**What you should do**
Copy out the material below, swapping "pixel coordinates" for "image coordinates" wherever it occurs and leaving everything else untouched.

Location labeling records
□ □ □ □

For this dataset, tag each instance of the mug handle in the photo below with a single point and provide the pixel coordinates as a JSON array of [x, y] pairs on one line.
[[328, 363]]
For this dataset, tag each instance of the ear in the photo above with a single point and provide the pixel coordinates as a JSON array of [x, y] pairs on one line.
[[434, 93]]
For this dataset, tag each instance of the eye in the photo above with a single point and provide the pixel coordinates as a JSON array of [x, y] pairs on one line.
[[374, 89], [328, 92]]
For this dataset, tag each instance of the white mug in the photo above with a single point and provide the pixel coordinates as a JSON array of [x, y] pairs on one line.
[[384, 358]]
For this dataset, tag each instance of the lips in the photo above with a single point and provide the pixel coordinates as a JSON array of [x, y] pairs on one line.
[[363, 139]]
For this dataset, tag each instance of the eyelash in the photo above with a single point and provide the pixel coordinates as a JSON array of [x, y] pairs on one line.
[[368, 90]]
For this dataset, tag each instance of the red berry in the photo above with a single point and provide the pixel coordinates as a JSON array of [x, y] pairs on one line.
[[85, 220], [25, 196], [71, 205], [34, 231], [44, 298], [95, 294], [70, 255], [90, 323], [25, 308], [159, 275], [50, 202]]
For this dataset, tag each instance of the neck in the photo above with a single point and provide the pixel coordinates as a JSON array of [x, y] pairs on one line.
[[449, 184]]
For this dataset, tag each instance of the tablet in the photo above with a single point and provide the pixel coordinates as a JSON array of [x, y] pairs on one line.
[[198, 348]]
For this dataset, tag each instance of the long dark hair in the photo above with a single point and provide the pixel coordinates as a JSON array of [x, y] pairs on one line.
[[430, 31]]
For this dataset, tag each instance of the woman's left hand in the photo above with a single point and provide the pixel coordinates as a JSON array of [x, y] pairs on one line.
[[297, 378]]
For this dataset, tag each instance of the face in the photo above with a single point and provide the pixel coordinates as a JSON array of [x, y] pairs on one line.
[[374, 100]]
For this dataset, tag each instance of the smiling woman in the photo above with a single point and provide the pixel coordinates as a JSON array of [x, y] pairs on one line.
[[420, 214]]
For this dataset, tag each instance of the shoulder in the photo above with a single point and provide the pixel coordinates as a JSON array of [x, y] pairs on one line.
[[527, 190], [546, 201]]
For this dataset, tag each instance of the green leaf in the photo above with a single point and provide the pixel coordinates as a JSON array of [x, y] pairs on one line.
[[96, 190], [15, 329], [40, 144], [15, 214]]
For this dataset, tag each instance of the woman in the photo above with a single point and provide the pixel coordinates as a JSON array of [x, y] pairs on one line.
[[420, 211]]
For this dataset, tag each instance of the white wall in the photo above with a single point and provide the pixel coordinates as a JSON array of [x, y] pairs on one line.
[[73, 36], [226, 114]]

□ □ □ □

**Output for this task**
For this dataset, tag each instance of the mug handle in the photo below with a single point and provide the image coordinates as a JSON array of [x, y] pairs on one line.
[[328, 363]]
For this dataset, tag each instance of the ear in the photo above with a single point and provide the image coordinates as a JSON array of [x, y] pairs on one line.
[[434, 93]]
For this dataset, tag each instance of the eye in the photo above with a single point and provide the image coordinates as a JSON array of [x, y] pairs on one line.
[[374, 89], [328, 92]]
For this dataset, tag each instance of the white mug in the photo above with a single point and provide the image coordinates as a JSON array of [x, y] pairs on one line.
[[384, 358]]
For this dataset, tag each instance of the lips in the photo above with a single point and provide the image coordinates as a JSON array of [x, y] pairs on one line.
[[363, 139]]
For this dataset, tag each instance of the eyelash in the photo above with a single point and provide the image coordinates as a JSON array of [x, y] pairs on one line.
[[368, 90]]
For this dataset, tag each instance of the red berry in the photo above with a single point and provide the image coordinates as a JSON array of [x, y] pairs on one line.
[[85, 220], [25, 196], [71, 205], [34, 231], [44, 298], [95, 294], [70, 255], [90, 323], [25, 308], [159, 275], [50, 202]]
For this dataset, tag each instance of the neck in the photo above with a single point and provide the image coordinates as a JSON array of [x, y] pairs on one line.
[[449, 184]]
For this dataset, tag each instance of the tablet in the photo above with a single point and provide the image coordinates as a JSON array of [x, y] pairs on one line.
[[198, 348]]
For this dataset, tag each instance of the long dark hair in the photo above with a single point and provide the image coordinates as a JSON array of [x, y] pairs on one line.
[[430, 31]]
For this dataset, tag each instance of the woman's left hand in the photo above with a single point and provide the image coordinates as a JSON array of [x, y] pairs on one line.
[[297, 378]]
For this dataset, tag each instance of the face in the photo above with a single point and provide the image coordinates as a JSON array of [x, y] pairs on one line.
[[374, 100]]
For this dataset, tag each instance of the smiling woman in the photo above with a single point and provide the image coordinates as a JSON array of [x, y] pairs on one line.
[[420, 214]]
For this dataset, tag each instance of the shoulder in the photo above with a single point and provide the image coordinates as a JSON array of [x, y] pairs on one line.
[[527, 190], [546, 201]]
For this dataset, tag each instance of the green leaf in the photo above with a single point and provide the image coordinates as a JSON array of [x, y] pairs on one line.
[[96, 190], [15, 329], [40, 144], [15, 214]]
For this dataset, tag each instance of the woman in the photo above with a single point and provide the image coordinates as a JSON array of [x, y] pairs on one line.
[[420, 211]]
For this dataset, tag each instance of the white wall in the photo above with a single point and provide the image coordinates as a JSON array of [x, y] pairs on one line.
[[73, 36], [226, 114]]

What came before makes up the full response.